• PASSAGE FOR REVIEW:
**********
Proust is able to semiotize much more productively, and he can manage his characters -- apparently, he makes Albertine narratively manageable [yes -- as above] as he falls out of love with her, by reducing her more and more to a mere appendage, and then she disappears altogether (becoming-imperceptible). [I think this fits Swann even better -- after two volumes based on him, he has only walkon parts in the others, and just dies without much further comment]. She was already 'several people' [like D&G in the intro to TP] ( 316) He wants us to realize that his early childhood memories are real, exploiting the asignifying properties of matters of expression (no doubt) of flowers, streams, buildings etc, and defends the detail in terms of showing us how it is all plausible and consistent{!}  (304) . The bastard is doing ontology! It is also a matter of developing ways to recall and semotize all the trivial incidents of his childhood,in a kind of therapy, reconsidering the near observation of lesbian sex by Mlle Venteuil at Montjouvain, which made him anxious,  as a part of a creative project to recall the past and understand it machinically . It is partly the rhizome itself driving things forward though, and the qualities of some of the matters of expression themselves, especially the musical refrains [we nearly permitted subjectivity there. Guattari says Proust himself deconstructs his fictional subjects showing them overwhelmed by bits of signs, faces, musical refrains etc., and comes to realize that individuated subjectivity is a pimple on the face of trans-subjectivity, 326].
We are talking about far more than subjective impressions, and the reality of these events is upheld by making them reappear and intervene in new assemblages  [the same reason D&G develop all those obsessive classifications, subtypes and taxonomies?].
**********
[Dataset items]

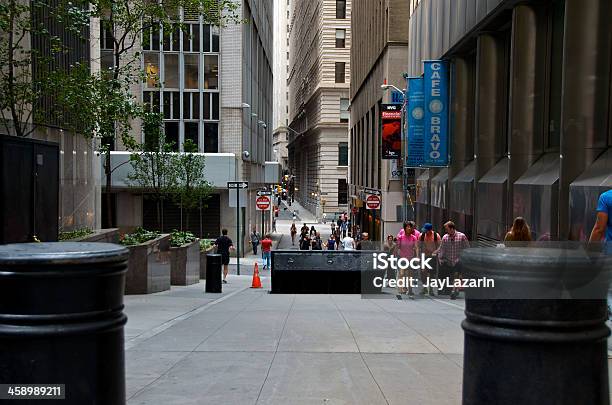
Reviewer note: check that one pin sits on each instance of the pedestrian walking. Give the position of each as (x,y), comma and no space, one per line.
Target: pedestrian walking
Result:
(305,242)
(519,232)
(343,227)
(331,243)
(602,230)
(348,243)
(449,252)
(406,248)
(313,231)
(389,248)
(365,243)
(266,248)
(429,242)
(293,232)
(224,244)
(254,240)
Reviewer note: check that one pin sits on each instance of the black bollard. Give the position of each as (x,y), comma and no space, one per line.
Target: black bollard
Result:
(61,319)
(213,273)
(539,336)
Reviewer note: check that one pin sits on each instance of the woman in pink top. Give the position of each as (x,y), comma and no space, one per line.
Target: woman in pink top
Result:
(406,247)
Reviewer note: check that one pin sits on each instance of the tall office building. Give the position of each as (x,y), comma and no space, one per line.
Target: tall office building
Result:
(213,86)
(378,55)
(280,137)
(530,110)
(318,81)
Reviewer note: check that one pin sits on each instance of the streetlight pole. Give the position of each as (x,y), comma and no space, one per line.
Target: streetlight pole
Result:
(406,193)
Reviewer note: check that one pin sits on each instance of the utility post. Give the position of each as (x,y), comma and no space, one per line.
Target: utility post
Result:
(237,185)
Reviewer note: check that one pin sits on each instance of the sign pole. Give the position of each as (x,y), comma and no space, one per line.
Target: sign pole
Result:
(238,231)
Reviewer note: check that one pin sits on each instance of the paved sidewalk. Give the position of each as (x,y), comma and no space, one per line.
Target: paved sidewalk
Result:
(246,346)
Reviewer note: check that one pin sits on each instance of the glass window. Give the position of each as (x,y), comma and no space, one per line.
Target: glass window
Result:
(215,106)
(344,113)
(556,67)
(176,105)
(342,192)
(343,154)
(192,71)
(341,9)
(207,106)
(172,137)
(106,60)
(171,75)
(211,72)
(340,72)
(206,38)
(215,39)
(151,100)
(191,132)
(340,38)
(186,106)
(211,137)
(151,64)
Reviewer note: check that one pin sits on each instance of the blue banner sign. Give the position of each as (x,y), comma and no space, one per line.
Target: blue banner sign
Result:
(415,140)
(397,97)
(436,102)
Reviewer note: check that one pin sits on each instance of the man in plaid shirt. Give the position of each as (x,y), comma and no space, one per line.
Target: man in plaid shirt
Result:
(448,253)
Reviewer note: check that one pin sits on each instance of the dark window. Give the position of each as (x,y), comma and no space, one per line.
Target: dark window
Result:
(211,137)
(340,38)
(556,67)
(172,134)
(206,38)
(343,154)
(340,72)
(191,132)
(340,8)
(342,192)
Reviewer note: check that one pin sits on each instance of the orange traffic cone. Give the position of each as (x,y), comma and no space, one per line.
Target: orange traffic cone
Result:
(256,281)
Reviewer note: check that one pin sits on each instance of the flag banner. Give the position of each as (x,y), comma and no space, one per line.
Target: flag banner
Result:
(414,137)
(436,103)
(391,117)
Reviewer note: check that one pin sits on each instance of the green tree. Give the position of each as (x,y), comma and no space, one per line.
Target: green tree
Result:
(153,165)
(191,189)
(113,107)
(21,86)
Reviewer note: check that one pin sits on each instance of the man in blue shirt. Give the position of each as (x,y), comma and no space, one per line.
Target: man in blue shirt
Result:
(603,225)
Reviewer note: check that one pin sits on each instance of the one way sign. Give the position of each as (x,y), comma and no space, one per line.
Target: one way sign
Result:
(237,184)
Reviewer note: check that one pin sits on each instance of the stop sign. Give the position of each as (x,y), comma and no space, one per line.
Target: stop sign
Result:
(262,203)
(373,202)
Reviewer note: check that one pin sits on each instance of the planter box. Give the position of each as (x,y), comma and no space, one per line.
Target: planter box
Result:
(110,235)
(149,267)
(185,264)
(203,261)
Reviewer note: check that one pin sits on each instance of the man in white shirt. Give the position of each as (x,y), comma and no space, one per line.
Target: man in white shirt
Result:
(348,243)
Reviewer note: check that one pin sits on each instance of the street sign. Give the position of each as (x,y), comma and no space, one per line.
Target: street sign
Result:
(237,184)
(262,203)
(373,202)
**********
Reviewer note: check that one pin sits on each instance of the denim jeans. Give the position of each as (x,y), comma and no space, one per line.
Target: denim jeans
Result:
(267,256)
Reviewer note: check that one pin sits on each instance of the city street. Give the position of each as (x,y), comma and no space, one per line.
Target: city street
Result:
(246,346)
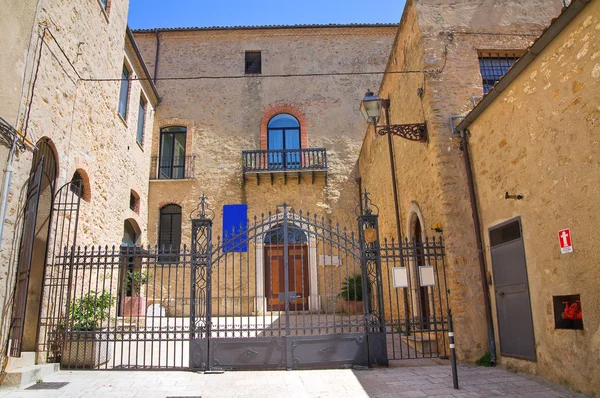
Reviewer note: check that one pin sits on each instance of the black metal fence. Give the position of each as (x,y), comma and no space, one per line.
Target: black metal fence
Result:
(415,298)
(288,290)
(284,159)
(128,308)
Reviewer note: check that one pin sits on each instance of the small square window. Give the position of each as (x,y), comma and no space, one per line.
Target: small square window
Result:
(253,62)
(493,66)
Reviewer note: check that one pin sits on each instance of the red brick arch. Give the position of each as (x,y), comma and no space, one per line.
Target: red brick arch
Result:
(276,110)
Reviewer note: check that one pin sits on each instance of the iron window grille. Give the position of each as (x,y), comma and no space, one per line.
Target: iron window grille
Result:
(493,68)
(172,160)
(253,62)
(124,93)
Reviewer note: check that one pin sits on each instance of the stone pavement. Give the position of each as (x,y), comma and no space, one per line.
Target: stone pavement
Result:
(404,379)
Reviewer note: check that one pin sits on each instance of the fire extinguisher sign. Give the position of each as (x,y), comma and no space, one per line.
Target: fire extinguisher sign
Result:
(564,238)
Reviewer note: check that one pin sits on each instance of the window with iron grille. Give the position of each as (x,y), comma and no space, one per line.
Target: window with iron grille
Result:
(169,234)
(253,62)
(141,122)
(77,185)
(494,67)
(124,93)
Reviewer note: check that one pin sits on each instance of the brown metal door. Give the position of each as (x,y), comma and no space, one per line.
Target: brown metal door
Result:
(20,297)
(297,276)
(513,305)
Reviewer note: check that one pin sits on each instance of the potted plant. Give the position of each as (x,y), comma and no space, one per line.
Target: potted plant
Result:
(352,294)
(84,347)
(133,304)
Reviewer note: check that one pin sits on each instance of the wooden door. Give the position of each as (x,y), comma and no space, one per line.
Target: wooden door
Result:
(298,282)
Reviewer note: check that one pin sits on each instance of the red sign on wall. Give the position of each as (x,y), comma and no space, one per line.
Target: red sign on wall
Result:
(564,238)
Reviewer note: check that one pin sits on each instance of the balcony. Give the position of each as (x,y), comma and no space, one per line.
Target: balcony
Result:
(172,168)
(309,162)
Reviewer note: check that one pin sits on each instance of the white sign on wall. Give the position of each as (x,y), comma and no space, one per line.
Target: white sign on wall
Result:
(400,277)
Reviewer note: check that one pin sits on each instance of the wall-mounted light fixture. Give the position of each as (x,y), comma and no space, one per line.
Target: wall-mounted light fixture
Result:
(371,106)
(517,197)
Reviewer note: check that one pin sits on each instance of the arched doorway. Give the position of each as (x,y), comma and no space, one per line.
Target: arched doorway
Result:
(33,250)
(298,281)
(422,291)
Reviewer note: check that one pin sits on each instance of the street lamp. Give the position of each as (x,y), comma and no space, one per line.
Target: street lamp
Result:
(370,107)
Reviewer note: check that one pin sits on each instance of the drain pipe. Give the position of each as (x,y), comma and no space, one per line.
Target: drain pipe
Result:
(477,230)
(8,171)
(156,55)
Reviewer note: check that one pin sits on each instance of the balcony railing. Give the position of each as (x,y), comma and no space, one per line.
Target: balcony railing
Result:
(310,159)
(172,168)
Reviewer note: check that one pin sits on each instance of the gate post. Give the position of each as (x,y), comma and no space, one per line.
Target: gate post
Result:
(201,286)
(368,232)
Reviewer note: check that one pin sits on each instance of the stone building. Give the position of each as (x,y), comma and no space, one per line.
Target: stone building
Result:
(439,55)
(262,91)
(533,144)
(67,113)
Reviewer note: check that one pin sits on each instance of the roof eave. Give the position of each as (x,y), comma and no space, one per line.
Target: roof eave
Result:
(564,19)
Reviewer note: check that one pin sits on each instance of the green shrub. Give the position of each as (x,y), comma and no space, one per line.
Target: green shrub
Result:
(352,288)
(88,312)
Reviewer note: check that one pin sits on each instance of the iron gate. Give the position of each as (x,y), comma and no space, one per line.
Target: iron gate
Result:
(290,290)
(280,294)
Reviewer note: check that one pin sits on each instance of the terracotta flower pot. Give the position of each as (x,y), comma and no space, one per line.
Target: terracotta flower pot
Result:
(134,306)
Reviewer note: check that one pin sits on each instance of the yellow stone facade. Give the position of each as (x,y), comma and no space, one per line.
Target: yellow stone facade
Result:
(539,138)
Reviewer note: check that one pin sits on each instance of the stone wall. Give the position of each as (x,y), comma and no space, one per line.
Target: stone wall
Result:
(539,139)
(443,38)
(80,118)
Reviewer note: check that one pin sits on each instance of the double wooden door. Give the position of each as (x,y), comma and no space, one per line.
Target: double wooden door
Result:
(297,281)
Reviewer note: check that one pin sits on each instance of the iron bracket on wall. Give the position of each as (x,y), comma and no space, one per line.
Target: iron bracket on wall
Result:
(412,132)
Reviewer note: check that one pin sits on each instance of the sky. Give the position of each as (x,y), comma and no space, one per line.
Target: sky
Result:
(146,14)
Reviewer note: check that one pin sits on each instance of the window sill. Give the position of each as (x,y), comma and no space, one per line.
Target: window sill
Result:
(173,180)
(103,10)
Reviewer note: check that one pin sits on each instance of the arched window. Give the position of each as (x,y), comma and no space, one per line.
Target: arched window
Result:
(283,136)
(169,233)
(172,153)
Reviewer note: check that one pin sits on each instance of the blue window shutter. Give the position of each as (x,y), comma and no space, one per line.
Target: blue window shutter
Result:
**********
• ACTIONS TO TAKE:
1. From the passage on Proust, pull out everything from "We are talking" down to "subtypes and taxonomies?].".
2. Write what comes next in the passage on Proust, picking up after its last sentence.

• SOLVED PROBLEMS:
1.
We are talking about far more than subjective impressions, and the reality of these events is upheld by making them reappear and intervene in new assemblages  [the same reason D&G develop all those obsessive classifications, subtypes and taxonomies?].

2.
The individual author is only a catalyst for an assemblage (305) .  Having deterritorialized faciality and refrain components, and amassed a whole collection of fragments, the author has to construct a new plane of consistency or risk a black hole from excess. Characters are seen as puppets controlled by time [machinic faciality for G], as singularities composed of non-individual material forces, in a new non-personal subjectivity. This is machinic time not empirical time, and the latter has to be managed in a novel [by seeing it as extension produced by intensive machinic time?] This makes the personal effects and the risks of a black hole likely when we root around in subjective recall, less dangerous because everything is more abstract and under control?. Certainly, disturbing events are now made 'common' and banal. This abstraction involves more than metaphor or metonym, Guattari insists , and resembles 'scientifiic work' ( 330) . It also shows the power of becoming-woman as a literary and philosophical process, seeing all the trivial aspects of ordinary life as 'quanta of the possible', whether at the social or psychological level.